**WHAT NEEDS TO BE DONE:** Select every line of the listing below that contains the word "window", and copy each one.

Records from a data collection
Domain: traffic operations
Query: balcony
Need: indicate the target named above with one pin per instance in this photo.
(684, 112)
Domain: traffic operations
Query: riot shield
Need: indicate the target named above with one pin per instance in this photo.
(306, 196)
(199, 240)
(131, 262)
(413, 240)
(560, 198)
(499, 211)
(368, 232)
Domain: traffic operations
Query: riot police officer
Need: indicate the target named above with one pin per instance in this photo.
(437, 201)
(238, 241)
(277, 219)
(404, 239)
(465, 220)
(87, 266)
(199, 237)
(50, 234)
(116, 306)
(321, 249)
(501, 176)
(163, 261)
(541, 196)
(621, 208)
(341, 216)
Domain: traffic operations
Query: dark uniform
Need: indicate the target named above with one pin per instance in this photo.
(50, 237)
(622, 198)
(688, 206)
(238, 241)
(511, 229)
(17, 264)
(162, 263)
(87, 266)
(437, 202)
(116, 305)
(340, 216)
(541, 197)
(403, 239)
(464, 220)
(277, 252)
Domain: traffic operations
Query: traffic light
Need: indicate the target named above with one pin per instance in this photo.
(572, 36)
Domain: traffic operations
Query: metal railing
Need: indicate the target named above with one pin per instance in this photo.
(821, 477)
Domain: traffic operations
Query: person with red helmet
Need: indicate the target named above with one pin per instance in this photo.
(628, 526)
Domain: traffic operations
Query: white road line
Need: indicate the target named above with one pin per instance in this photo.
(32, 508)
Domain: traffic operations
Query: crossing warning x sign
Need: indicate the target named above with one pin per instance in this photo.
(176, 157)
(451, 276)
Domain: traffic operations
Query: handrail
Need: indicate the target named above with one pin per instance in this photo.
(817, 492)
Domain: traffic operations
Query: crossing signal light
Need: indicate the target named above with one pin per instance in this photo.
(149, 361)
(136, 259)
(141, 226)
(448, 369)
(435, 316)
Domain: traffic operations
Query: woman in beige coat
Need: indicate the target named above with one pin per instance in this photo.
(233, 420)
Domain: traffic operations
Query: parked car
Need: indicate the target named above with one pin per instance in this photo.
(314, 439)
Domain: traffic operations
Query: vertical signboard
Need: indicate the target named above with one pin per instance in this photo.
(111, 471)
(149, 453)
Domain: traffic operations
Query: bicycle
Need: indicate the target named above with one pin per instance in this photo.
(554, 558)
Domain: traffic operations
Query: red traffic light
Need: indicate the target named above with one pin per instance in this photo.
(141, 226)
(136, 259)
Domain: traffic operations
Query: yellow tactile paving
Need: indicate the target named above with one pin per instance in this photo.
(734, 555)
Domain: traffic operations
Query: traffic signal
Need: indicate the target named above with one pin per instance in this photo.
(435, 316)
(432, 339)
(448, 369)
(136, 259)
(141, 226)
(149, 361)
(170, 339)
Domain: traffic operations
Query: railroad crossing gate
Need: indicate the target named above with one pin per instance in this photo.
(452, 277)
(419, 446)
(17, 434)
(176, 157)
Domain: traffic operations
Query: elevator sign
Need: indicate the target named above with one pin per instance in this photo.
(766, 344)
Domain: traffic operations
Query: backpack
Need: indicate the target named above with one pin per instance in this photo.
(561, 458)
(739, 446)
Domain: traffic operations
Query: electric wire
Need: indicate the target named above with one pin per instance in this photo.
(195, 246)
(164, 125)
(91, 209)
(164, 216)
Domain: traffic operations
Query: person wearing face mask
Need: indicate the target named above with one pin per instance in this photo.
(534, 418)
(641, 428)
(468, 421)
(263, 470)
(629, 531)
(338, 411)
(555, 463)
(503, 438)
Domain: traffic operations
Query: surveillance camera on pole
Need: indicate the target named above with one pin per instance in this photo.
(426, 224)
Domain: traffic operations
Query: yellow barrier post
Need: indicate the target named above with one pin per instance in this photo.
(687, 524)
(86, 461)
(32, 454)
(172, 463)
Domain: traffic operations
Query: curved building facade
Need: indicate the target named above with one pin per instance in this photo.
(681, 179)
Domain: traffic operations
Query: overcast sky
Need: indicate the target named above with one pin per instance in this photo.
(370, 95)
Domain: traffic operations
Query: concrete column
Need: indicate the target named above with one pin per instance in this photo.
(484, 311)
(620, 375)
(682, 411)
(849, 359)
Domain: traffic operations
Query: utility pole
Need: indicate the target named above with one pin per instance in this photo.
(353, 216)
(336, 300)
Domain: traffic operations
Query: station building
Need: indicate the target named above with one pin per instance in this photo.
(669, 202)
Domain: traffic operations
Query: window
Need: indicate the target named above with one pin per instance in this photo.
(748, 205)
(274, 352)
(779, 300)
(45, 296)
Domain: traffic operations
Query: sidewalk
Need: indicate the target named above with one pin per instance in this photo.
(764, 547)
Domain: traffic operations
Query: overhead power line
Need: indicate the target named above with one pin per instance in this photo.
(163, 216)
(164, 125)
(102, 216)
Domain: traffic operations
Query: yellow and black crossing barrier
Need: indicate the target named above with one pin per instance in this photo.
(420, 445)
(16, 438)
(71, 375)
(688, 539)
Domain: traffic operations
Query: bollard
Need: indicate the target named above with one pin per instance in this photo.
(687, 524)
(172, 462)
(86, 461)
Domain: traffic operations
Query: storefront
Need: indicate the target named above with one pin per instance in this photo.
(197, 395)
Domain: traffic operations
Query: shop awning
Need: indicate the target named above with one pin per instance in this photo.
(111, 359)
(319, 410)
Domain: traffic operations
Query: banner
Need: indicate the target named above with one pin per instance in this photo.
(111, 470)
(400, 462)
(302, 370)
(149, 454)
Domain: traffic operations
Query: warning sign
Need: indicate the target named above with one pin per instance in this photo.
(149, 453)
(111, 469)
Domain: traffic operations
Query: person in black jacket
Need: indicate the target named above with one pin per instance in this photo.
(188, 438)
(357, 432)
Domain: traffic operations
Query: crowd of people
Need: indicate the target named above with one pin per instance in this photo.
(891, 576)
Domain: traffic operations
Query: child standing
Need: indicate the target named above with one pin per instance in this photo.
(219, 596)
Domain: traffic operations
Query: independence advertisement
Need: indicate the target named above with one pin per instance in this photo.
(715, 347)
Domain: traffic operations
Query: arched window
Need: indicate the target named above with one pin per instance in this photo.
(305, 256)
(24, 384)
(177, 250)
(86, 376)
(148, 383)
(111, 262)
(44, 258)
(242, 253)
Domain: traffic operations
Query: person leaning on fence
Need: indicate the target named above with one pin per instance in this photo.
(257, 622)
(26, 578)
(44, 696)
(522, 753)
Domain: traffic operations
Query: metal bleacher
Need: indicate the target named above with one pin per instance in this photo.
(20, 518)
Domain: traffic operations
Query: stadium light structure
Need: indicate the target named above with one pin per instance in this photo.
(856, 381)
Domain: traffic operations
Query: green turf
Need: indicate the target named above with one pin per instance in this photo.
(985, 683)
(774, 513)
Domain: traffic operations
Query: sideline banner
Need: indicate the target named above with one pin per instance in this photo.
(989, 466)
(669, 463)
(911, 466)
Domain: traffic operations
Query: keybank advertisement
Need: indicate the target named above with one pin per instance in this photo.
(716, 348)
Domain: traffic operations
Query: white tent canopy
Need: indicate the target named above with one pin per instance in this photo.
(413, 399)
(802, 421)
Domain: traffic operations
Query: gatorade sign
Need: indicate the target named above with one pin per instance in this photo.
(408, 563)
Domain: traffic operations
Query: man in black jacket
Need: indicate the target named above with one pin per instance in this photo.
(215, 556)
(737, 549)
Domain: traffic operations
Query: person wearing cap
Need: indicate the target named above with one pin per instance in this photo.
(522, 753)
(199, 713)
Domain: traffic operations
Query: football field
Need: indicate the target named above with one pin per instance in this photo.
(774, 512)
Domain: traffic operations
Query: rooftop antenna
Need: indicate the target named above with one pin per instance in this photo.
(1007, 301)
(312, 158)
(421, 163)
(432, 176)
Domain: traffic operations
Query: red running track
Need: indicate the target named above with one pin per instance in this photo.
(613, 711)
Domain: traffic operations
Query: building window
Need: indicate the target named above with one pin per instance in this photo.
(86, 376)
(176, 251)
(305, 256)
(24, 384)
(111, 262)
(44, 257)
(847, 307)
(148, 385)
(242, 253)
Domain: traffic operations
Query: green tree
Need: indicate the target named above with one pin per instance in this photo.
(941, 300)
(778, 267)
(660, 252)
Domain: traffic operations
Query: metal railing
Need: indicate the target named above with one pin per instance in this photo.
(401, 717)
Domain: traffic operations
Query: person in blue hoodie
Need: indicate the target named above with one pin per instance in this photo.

**SOLUTION:**
Query: window
Query: arched window
Query: building window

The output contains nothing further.